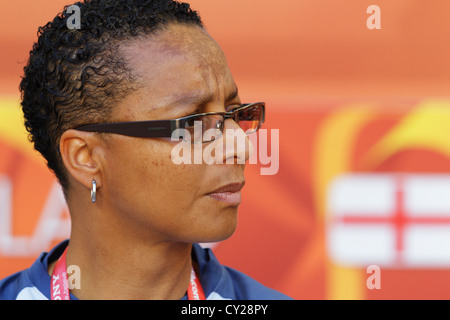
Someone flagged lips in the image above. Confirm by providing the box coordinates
[208,181,245,205]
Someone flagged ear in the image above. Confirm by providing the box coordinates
[59,129,103,189]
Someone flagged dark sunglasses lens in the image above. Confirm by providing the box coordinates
[184,115,223,143]
[237,105,264,134]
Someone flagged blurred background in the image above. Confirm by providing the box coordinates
[0,0,450,299]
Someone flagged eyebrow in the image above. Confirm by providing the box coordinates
[170,86,239,106]
[158,86,239,118]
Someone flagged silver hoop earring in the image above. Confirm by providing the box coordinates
[91,180,97,203]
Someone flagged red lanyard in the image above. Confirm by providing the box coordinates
[50,249,205,300]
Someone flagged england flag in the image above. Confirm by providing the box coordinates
[326,174,450,268]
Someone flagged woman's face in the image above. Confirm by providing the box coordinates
[98,25,249,242]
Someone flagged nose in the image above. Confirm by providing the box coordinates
[216,119,253,164]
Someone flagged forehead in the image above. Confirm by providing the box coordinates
[118,25,235,115]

- _Instruction_:
Reproduce all of the data above word for word, but leave out the pictures.

- _Task response_:
Someone flagged lips in the image above. Confirm by providing the box coordinates
[208,181,245,205]
Someone flagged ear in the image above. Confirm by providing the box coordinates
[59,129,103,189]
Someone flagged dark sunglasses lens in the image above. Confirm by providing the box coordinates
[184,115,223,143]
[237,105,264,134]
Someone flagged blurred background in the image above. Confirm by providing the box coordinates
[0,0,450,299]
Someone flagged eyebrow in the image above. Confirm by providing the box coordinates
[170,86,239,106]
[158,86,239,118]
Someone flagged silver hoop earring in the image above. Confirm by providing the box coordinates
[91,180,97,203]
Someone flagged red lanyard in the image above. Confirm by providing the box coordinates
[50,249,205,300]
Someone flagged england flag in the image above. Confirm by providing the box coordinates
[326,174,450,268]
Someone flagged woman's face in the image above. Confirm by providing the box coordinates
[98,25,249,242]
Someone flagged nose in the image above. Confirm by providing the box coordinates
[216,119,253,164]
Someone flagged forehead in the image above. Confirm by providing the box coordinates
[118,25,235,115]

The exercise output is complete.